- **Goal**: Show each line from the rows below that contains the string "trace", copying every such line in full.

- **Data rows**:

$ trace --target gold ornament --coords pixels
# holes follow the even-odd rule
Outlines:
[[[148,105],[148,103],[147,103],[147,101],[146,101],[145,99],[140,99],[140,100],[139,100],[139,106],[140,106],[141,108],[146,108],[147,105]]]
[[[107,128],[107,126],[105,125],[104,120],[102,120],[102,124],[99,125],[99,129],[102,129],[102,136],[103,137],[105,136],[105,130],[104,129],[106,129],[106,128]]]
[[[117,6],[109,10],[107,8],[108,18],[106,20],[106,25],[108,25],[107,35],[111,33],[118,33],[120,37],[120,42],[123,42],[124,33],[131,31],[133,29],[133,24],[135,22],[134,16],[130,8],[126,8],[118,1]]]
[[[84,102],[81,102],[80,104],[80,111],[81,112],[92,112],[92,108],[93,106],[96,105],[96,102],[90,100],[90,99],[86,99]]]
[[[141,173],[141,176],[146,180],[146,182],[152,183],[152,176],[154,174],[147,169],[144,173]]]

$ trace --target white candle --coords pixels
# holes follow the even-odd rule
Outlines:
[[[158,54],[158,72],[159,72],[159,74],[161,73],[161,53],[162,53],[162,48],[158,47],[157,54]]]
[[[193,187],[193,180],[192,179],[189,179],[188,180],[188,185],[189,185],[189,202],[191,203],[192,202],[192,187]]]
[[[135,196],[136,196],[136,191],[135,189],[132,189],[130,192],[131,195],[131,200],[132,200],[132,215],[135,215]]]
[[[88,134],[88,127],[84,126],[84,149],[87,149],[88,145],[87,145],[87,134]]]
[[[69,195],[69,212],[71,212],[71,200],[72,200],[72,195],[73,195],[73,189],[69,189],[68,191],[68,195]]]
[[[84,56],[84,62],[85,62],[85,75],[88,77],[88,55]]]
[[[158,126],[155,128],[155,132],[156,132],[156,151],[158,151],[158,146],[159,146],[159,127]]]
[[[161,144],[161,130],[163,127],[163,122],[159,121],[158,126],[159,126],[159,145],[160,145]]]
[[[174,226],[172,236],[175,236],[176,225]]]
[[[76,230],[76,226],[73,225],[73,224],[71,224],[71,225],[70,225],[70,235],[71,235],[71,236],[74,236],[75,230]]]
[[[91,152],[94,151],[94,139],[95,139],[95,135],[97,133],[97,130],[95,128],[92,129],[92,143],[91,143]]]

- **Expected answer**:
$ trace --target gold ornament --coords pixels
$ trace --target white candle --coords pixels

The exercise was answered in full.